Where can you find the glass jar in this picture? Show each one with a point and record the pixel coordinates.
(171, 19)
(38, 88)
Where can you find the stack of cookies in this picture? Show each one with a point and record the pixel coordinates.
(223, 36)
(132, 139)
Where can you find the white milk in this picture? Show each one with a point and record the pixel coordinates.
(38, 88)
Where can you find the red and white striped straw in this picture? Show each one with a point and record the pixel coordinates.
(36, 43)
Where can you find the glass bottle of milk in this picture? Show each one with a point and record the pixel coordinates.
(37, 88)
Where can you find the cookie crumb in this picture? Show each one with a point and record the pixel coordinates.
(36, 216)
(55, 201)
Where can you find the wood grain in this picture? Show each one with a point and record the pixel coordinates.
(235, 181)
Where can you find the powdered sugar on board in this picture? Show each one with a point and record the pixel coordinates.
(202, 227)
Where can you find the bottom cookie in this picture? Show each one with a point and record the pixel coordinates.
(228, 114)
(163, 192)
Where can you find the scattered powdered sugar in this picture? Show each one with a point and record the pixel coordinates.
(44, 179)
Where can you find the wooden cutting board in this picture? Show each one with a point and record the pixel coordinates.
+-------+
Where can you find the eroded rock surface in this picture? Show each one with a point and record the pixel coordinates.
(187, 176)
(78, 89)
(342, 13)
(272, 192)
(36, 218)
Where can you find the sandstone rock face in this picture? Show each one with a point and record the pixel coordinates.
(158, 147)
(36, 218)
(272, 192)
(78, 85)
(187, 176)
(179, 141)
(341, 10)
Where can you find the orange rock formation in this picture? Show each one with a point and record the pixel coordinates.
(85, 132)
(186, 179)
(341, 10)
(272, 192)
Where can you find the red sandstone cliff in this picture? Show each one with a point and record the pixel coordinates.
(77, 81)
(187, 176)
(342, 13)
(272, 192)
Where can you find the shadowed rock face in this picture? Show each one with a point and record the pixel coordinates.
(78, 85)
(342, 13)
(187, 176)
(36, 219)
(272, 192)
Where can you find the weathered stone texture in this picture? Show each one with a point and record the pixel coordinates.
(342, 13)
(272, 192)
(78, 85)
+-------+
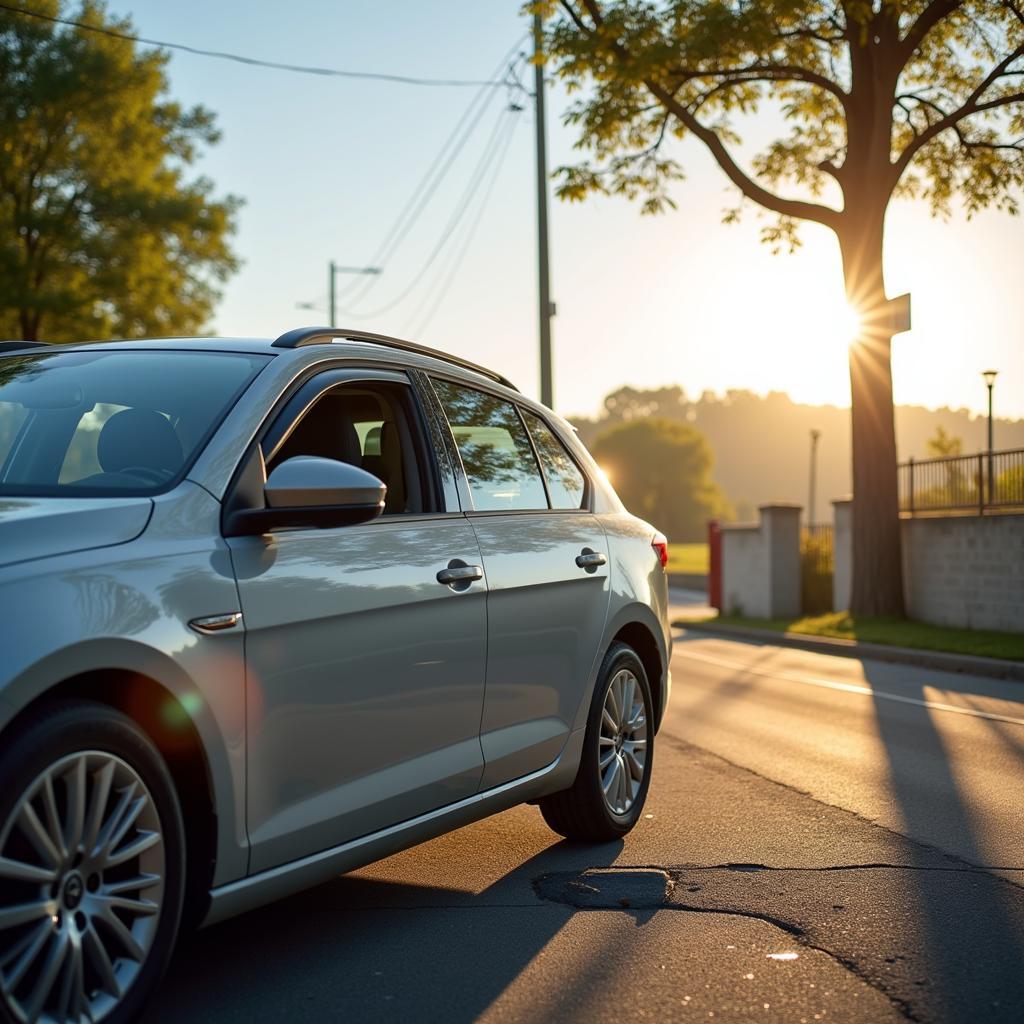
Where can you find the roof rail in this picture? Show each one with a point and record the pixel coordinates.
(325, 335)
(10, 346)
+-------+
> [YOUR GOAL] Please convert the data starting at the line that contains "Where can you find the powdered" and ending at the line that contains "Where can you find the wooden" into a Markdown table with the columns Row and Line. Give each line its own numbered row and skip any blank lines.

> [SOLUTION TO THIS PROBLEM]
| Row | Line |
|---|---|
| 1 | Where can you find the powdered sugar on board in this picture? Show each one with a point and record the pixel coordinates. |
| 2 | (202, 227) |
| 3 | Where can you find the bottom cookie in this picture? Show each one with a point and record the pixel coordinates. |
| 4 | (228, 114) |
| 5 | (163, 192) |
| 6 | Where can you find the scattered powdered sugar in this picture? Show each one with a point and record the pixel coordinates. |
| 7 | (44, 179) |
| 8 | Where can you find the wooden cutting board in this picture? Show each one with a point and record the pixel coordinates. |